▶ [Exercise] Set down every record exactly as it appears.

• • • • • • •

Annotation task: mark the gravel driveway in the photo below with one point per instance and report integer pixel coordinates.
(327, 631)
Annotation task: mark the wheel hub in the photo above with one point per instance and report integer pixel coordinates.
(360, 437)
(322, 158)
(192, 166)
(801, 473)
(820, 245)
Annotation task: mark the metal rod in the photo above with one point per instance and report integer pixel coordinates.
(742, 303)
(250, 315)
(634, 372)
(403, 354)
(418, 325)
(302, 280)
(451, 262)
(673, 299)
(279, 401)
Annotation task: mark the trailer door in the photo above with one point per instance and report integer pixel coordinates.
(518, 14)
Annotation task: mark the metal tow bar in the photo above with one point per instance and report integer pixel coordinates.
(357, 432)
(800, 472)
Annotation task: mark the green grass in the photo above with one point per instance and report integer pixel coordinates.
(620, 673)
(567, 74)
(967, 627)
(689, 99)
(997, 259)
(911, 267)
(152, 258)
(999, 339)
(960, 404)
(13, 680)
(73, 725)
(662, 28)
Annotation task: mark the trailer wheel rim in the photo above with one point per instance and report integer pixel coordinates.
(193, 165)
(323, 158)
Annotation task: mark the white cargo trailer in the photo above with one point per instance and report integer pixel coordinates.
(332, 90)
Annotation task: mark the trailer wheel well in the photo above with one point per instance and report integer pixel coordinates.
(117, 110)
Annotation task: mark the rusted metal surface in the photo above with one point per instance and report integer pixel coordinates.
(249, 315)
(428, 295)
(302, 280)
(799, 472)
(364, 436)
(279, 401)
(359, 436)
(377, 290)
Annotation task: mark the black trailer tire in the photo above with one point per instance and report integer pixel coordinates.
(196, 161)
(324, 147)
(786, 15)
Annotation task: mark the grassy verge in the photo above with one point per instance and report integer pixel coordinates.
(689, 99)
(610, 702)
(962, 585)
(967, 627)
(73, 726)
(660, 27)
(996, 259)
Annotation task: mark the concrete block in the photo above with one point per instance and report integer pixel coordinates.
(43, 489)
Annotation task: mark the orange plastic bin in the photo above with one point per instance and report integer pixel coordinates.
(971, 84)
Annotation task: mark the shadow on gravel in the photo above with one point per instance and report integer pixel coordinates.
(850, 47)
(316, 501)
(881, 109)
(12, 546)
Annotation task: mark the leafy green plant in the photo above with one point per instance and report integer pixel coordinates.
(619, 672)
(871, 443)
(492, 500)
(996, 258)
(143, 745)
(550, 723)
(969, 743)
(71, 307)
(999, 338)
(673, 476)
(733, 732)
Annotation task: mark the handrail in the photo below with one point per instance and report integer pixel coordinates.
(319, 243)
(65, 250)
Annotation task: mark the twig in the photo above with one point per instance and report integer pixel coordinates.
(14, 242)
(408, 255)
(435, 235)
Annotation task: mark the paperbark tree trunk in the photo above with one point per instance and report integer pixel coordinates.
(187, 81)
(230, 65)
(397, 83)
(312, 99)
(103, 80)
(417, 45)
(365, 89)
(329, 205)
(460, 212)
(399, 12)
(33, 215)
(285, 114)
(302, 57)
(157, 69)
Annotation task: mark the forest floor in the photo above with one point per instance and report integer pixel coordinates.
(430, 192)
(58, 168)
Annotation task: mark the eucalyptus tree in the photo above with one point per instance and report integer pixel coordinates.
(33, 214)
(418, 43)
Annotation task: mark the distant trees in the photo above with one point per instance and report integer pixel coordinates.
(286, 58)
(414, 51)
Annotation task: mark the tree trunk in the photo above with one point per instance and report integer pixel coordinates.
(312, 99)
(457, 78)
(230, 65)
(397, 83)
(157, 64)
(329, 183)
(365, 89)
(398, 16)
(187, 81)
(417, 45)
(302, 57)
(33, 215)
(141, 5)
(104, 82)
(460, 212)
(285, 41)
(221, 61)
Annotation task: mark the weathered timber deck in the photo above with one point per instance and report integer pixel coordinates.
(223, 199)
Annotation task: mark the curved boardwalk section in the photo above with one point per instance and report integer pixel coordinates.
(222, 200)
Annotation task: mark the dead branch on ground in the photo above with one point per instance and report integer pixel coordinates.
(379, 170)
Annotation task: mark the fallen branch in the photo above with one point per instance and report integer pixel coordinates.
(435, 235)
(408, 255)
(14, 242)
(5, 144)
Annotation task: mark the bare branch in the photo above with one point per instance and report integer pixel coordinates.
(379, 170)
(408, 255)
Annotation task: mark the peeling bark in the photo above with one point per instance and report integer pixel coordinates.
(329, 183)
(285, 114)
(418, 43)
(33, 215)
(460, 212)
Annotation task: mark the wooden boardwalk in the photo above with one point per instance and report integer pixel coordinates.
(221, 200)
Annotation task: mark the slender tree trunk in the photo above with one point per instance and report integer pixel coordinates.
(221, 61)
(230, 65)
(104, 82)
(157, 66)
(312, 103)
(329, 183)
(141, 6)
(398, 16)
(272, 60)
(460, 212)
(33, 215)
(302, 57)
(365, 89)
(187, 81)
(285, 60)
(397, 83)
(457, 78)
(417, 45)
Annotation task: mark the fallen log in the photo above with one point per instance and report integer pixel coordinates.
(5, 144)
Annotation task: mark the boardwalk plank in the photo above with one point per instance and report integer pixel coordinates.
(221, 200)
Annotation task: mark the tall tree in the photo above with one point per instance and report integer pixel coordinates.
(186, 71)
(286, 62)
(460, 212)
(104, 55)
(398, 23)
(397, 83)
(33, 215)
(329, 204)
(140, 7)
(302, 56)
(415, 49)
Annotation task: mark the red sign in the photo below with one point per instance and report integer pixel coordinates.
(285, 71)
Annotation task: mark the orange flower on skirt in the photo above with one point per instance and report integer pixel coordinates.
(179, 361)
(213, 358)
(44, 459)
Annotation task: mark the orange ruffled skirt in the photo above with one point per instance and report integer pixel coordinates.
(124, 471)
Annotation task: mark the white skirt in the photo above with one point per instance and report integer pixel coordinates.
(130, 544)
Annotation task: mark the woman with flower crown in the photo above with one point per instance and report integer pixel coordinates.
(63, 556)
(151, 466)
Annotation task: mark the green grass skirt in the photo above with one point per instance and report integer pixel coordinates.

• • • • • • •

▶ [Task response]
Annotation task: mark the gravel driveway in the photo below with one point per instance and report integer pixel coordinates.
(327, 631)
Annotation task: mark the wheel hub in the photo above with one point per instance and report integer pixel coordinates.
(360, 437)
(322, 158)
(192, 166)
(801, 473)
(820, 245)
Annotation task: mark the metal rod in the photo above with one point per instance and report integer pixel coordinates.
(742, 303)
(250, 315)
(634, 372)
(403, 354)
(418, 325)
(302, 280)
(451, 262)
(673, 299)
(279, 401)
Annotation task: mark the trailer door in the photo above with one point per instance and report integer pixel coordinates.
(518, 14)
Annotation task: mark the metal tow bar in the photo above with one point per instance and report integer pixel coordinates.
(357, 432)
(800, 472)
Annotation task: mark the green grass in the photo above with one point per instance and report integer pixel coordinates.
(620, 673)
(567, 74)
(967, 627)
(689, 99)
(997, 259)
(911, 267)
(152, 258)
(999, 339)
(960, 404)
(13, 680)
(73, 725)
(662, 28)
Annotation task: mark the trailer wheel rim in the photo above with one point per instance and report integer pixel coordinates.
(193, 165)
(323, 158)
Annotation task: mark the white cargo trailer in the photo above with one point per instance and report integer pixel coordinates.
(332, 90)
Annotation task: mark the trailer wheel well in the photo above with one point per instance and report integer pixel coordinates.
(117, 110)
Annotation task: mark the rusted metal surface in the photo above with one point per instance and report integer pixel coordinates.
(249, 315)
(428, 295)
(302, 280)
(799, 472)
(364, 436)
(279, 401)
(359, 436)
(377, 290)
Annotation task: mark the black trailer tire in the photo above with one point per instance and report integer pixel coordinates.
(196, 161)
(324, 147)
(786, 15)
Annotation task: mark the grassy verge in the photo above with one point per instance and report integer pixel coordinates.
(689, 99)
(610, 702)
(962, 585)
(967, 627)
(73, 726)
(660, 27)
(996, 259)
Annotation task: mark the concrete block in the photo above with one point per instance and report integer pixel coordinates.
(43, 489)
Annotation task: mark the orange plastic bin in the photo above with one point per instance and report integer pixel coordinates.
(971, 84)
Annotation task: mark the shadow on gravel in the photo above with one point per instance and report integer pixel coordinates.
(850, 47)
(316, 501)
(881, 109)
(12, 546)
Annotation task: mark the leafy green plant in the photo above with one point per instance and report integer pixel coordinates.
(619, 672)
(871, 443)
(492, 500)
(996, 258)
(143, 745)
(550, 723)
(969, 743)
(71, 307)
(999, 338)
(673, 476)
(733, 732)
Annotation task: mark the handrail in the photo below with one point per instance and report integer pixel coordinates.
(319, 243)
(65, 250)
Annotation task: mark the twig in the photo above with one point per instance and report integer pixel coordinates.
(14, 242)
(408, 255)
(435, 235)
Annotation task: mark the paperbark tree trunk in the photo above with one point per instance and report integer pixel coordinates.
(187, 81)
(230, 65)
(397, 83)
(312, 99)
(103, 80)
(417, 45)
(365, 89)
(329, 205)
(460, 212)
(399, 12)
(33, 215)
(285, 114)
(302, 57)
(157, 69)
Annotation task: mark the forest floor in the photo above with one point per instance and report integer pixel coordinates.
(430, 192)
(58, 168)
Annotation task: mark the eucalyptus tree in the photo above with one point per instance and report integer pixel coordinates.
(33, 214)
(418, 43)
Annotation task: mark the distant trees in the photo above with one point per instance and report integer pixel coordinates.
(286, 58)
(414, 51)
Annotation task: mark the tree trunk in the photo above with one point per instance and report integer pixel coordinates.
(312, 99)
(457, 78)
(230, 65)
(397, 83)
(157, 64)
(329, 183)
(365, 89)
(398, 16)
(187, 81)
(417, 45)
(302, 57)
(33, 215)
(141, 5)
(104, 82)
(460, 212)
(285, 41)
(221, 61)
Annotation task: mark the weathered timber deck in the photo above with one point per instance and report integer pixel coordinates.
(223, 199)
Annotation task: mark the curved boardwalk section in the photo above with one point per instance and report integer pixel coordinates.
(222, 200)
Annotation task: mark the dead branch on ground in the photo above with one point per instance and report integer pixel coordinates.
(379, 170)
Annotation task: mark the fallen branch in the photo above with one point per instance and report integer pixel coordinates.
(435, 235)
(408, 255)
(14, 242)
(5, 144)
Annotation task: mark the bare branch in the photo above with one point per instance and report integer pixel coordinates.
(379, 170)
(408, 255)
Annotation task: mark the peeling bark in the photo above with one point per instance and report integer pixel coordinates.
(329, 183)
(285, 114)
(418, 43)
(33, 215)
(460, 212)
Annotation task: mark the wooden boardwalk in the photo above with one point per instance and report integer pixel coordinates.
(221, 200)
Annotation task: mark the slender tree trunk in the photo above with one point per instance and report integer pixel coordinates.
(221, 61)
(230, 65)
(104, 82)
(157, 66)
(312, 103)
(329, 183)
(141, 6)
(398, 16)
(272, 60)
(460, 212)
(33, 215)
(302, 57)
(365, 89)
(187, 81)
(285, 60)
(397, 83)
(457, 78)
(417, 45)
Annotation task: mark the fallen log in the photo above with one point per instance and report integer pixel coordinates.
(5, 144)
Annotation task: mark the boardwalk plank in the photo above with one point per instance and report integer pixel coordinates.
(221, 200)
Annotation task: mark the tall tree in the photo above with one point per instance and report integer pixel coordinates.
(186, 71)
(286, 62)
(460, 212)
(104, 55)
(398, 23)
(397, 83)
(33, 215)
(329, 204)
(140, 7)
(302, 56)
(415, 49)
Annotation task: mark the red sign in the photo below with one point per instance and report integer pixel coordinates.
(285, 71)
Annotation task: mark the orange flower on skirt in the photo above with one point per instance and report integer pixel coordinates.
(179, 361)
(213, 358)
(44, 459)
Annotation task: mark the orange ruffled skirt in the photo above with one point per instance and report integer pixel coordinates.
(124, 471)
Annotation task: mark the white skirt in the photo above with one point per instance and report integer pixel coordinates.
(130, 544)
Annotation task: mark the woman with flower crown in the photo above with one point per instance and report integer pixel coordinates.
(63, 556)
(151, 466)
Annotation task: mark the green grass skirt in the photo above with one point per instance and report integer pixel coordinates.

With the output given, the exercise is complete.